### Exercise instructions
Copy everything from the start of the items below down to the line containing "[148, 834, 689, 1000]", both ends included, with the requests unchanged. Scale each bounding-box coordinate in the answers by 0.65, rounding to whole numbers with halves going up, keep the sample coordinates in the requests as they are, and leave out the pictures.

::::

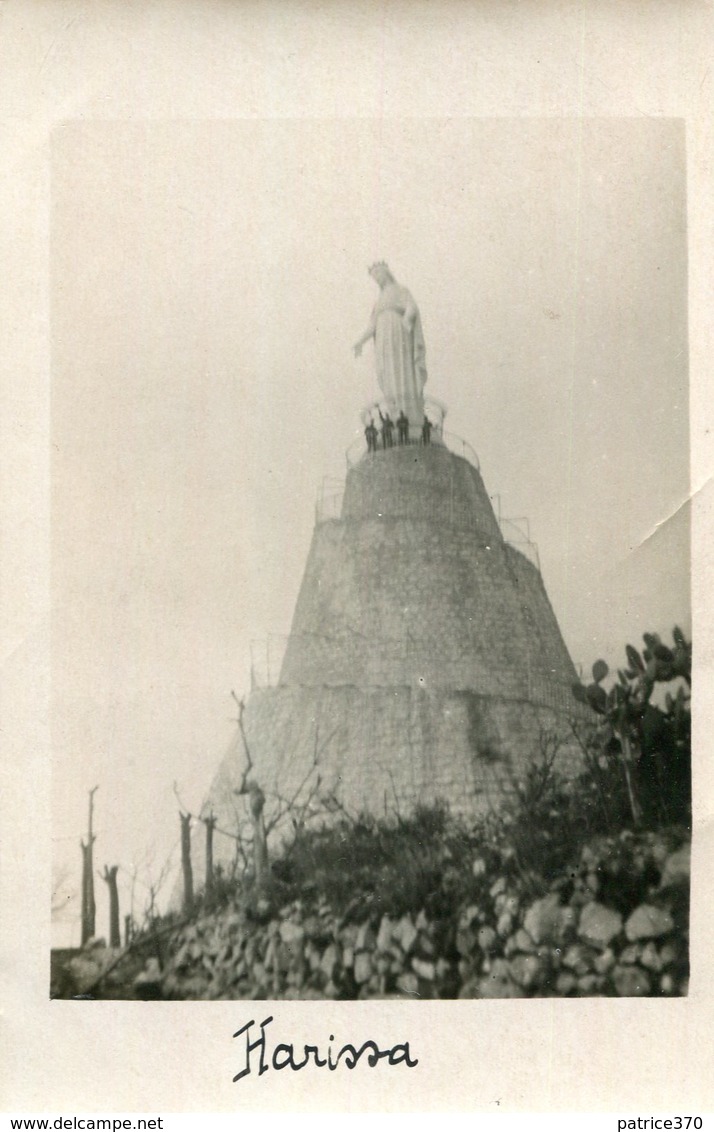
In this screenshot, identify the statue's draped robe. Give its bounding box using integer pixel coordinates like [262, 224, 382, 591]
[372, 283, 427, 439]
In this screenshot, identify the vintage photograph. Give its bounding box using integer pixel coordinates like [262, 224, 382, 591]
[48, 115, 693, 1012]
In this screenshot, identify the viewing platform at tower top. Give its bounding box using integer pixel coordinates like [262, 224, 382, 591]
[315, 398, 541, 573]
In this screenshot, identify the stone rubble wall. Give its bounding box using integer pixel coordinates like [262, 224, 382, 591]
[148, 834, 689, 1000]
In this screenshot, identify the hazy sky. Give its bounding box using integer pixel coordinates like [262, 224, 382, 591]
[51, 118, 690, 946]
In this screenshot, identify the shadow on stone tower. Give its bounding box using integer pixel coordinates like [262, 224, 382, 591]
[203, 412, 577, 846]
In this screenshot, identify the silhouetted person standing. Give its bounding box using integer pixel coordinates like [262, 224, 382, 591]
[378, 409, 394, 448]
[364, 417, 378, 452]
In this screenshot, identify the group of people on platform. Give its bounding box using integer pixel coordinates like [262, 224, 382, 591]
[364, 409, 433, 452]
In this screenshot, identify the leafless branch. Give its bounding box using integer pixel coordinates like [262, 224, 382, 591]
[231, 691, 252, 794]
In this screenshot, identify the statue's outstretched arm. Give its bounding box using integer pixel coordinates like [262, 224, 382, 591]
[402, 290, 419, 331]
[353, 316, 377, 358]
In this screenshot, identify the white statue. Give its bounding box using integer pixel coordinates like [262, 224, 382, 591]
[354, 261, 427, 439]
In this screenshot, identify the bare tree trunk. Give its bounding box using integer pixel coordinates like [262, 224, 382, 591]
[179, 814, 193, 915]
[250, 784, 268, 889]
[79, 786, 98, 947]
[204, 814, 217, 900]
[104, 865, 121, 947]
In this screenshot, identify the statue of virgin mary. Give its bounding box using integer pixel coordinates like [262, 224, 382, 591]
[354, 261, 427, 437]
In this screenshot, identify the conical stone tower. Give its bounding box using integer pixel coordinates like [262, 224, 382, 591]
[203, 436, 577, 833]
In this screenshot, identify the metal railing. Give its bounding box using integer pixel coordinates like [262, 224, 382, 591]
[345, 426, 481, 472]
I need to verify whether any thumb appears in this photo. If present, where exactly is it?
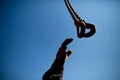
[65,50,73,60]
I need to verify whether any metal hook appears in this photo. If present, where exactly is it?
[64,0,96,38]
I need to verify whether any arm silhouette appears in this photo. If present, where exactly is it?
[42,38,73,80]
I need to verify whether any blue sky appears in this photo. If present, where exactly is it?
[0,0,120,80]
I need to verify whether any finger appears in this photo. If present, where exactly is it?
[65,50,72,60]
[62,38,73,46]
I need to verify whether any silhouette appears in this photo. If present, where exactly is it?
[64,0,96,38]
[42,38,73,80]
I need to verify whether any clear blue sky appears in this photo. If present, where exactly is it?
[0,0,120,80]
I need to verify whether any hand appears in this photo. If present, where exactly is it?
[74,20,85,27]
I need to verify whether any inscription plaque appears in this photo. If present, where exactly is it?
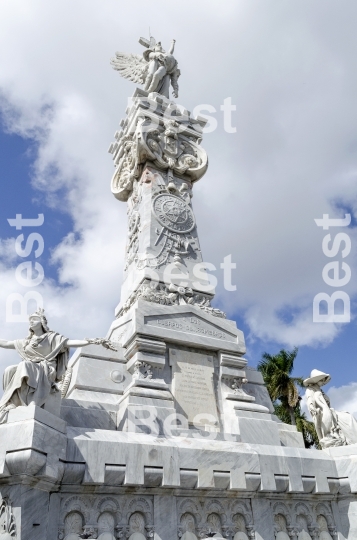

::::

### Task output
In this screenshot, identify the statue's draped robe. Give its bounding box using integer pixel coordinates like [262, 224, 382, 591]
[242, 184, 278, 285]
In this screenshot, identify the vintage photograph. Give its bounding box using integer pixel coordinates like [262, 224, 382, 591]
[31, 75, 450, 658]
In this screenshot, identify the viewing platform at tower top. Give its bounding box using integer pixel coordinates like [262, 224, 382, 591]
[205, 259, 352, 372]
In this screenshot, identify the stone rubble wall. Give its bounding box using integer pixel coordinates like [262, 224, 382, 591]
[96, 542, 448, 650]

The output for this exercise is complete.